WHAT YOU ARE ASKED TO DO
Your answer consists of the lines in the data that contain "white". Copy each of them.

EXTRACTED MATERIAL
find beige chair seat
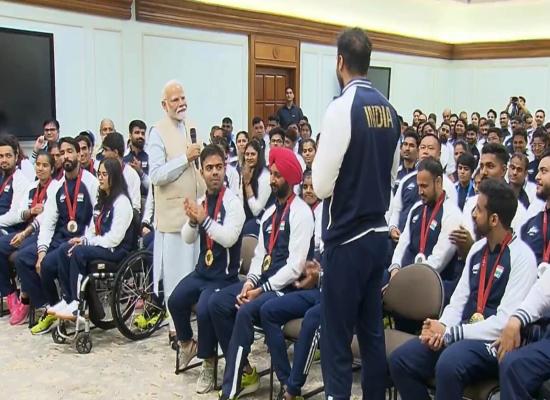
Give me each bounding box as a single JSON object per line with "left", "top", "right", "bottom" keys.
{"left": 384, "top": 328, "right": 415, "bottom": 357}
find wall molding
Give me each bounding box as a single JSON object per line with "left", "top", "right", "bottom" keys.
{"left": 135, "top": 0, "right": 550, "bottom": 61}
{"left": 7, "top": 0, "right": 133, "bottom": 19}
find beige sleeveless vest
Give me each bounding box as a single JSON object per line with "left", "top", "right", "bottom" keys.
{"left": 153, "top": 116, "right": 205, "bottom": 233}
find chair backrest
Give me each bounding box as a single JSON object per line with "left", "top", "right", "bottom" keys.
{"left": 383, "top": 263, "right": 444, "bottom": 321}
{"left": 239, "top": 235, "right": 258, "bottom": 275}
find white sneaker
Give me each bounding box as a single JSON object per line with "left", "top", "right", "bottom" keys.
{"left": 56, "top": 300, "right": 79, "bottom": 320}
{"left": 196, "top": 360, "right": 215, "bottom": 394}
{"left": 47, "top": 300, "right": 68, "bottom": 315}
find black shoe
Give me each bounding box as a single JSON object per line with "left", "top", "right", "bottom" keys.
{"left": 276, "top": 384, "right": 286, "bottom": 400}
{"left": 169, "top": 333, "right": 178, "bottom": 351}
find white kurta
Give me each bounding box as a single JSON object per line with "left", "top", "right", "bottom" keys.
{"left": 147, "top": 124, "right": 199, "bottom": 298}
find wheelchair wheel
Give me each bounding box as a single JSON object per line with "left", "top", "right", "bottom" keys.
{"left": 112, "top": 250, "right": 165, "bottom": 341}
{"left": 75, "top": 332, "right": 92, "bottom": 354}
{"left": 88, "top": 276, "right": 116, "bottom": 330}
{"left": 51, "top": 324, "right": 66, "bottom": 344}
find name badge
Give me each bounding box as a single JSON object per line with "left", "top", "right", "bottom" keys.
{"left": 430, "top": 220, "right": 438, "bottom": 230}
{"left": 494, "top": 265, "right": 504, "bottom": 279}
{"left": 279, "top": 221, "right": 286, "bottom": 231}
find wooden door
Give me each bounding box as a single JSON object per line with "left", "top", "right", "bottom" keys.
{"left": 248, "top": 35, "right": 300, "bottom": 131}
{"left": 254, "top": 67, "right": 290, "bottom": 124}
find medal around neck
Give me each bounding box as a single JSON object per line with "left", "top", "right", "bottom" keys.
{"left": 469, "top": 312, "right": 485, "bottom": 324}
{"left": 205, "top": 249, "right": 214, "bottom": 267}
{"left": 262, "top": 255, "right": 272, "bottom": 272}
{"left": 67, "top": 220, "right": 78, "bottom": 233}
{"left": 415, "top": 253, "right": 427, "bottom": 264}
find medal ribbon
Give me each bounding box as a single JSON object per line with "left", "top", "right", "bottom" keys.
{"left": 31, "top": 178, "right": 51, "bottom": 208}
{"left": 542, "top": 210, "right": 550, "bottom": 263}
{"left": 203, "top": 186, "right": 226, "bottom": 251}
{"left": 0, "top": 174, "right": 14, "bottom": 196}
{"left": 476, "top": 233, "right": 513, "bottom": 314}
{"left": 95, "top": 207, "right": 105, "bottom": 235}
{"left": 267, "top": 194, "right": 295, "bottom": 256}
{"left": 418, "top": 192, "right": 446, "bottom": 254}
{"left": 63, "top": 169, "right": 83, "bottom": 222}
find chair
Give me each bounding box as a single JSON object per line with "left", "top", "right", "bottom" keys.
{"left": 383, "top": 263, "right": 499, "bottom": 400}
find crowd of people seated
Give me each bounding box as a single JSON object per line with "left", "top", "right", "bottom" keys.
{"left": 2, "top": 89, "right": 550, "bottom": 400}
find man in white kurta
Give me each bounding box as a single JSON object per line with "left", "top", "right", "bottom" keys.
{"left": 147, "top": 80, "right": 204, "bottom": 337}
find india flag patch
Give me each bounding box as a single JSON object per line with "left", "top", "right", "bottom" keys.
{"left": 494, "top": 265, "right": 504, "bottom": 279}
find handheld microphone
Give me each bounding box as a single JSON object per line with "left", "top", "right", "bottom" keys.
{"left": 190, "top": 128, "right": 199, "bottom": 168}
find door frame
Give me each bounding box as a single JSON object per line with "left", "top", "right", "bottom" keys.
{"left": 248, "top": 34, "right": 300, "bottom": 133}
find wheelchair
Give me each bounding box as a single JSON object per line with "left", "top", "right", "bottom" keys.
{"left": 51, "top": 213, "right": 165, "bottom": 353}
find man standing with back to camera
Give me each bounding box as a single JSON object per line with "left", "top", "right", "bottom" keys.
{"left": 312, "top": 28, "right": 400, "bottom": 400}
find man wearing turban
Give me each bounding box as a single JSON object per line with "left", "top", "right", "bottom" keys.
{"left": 210, "top": 148, "right": 314, "bottom": 400}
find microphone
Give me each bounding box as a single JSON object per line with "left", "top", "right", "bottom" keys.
{"left": 190, "top": 128, "right": 199, "bottom": 168}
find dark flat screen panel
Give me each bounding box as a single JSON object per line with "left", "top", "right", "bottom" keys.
{"left": 0, "top": 28, "right": 56, "bottom": 141}
{"left": 368, "top": 66, "right": 391, "bottom": 100}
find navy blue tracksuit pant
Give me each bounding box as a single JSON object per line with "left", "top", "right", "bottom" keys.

OUTPUT OF THE TASK
find white sneaker
find white kurta
find man in white kurta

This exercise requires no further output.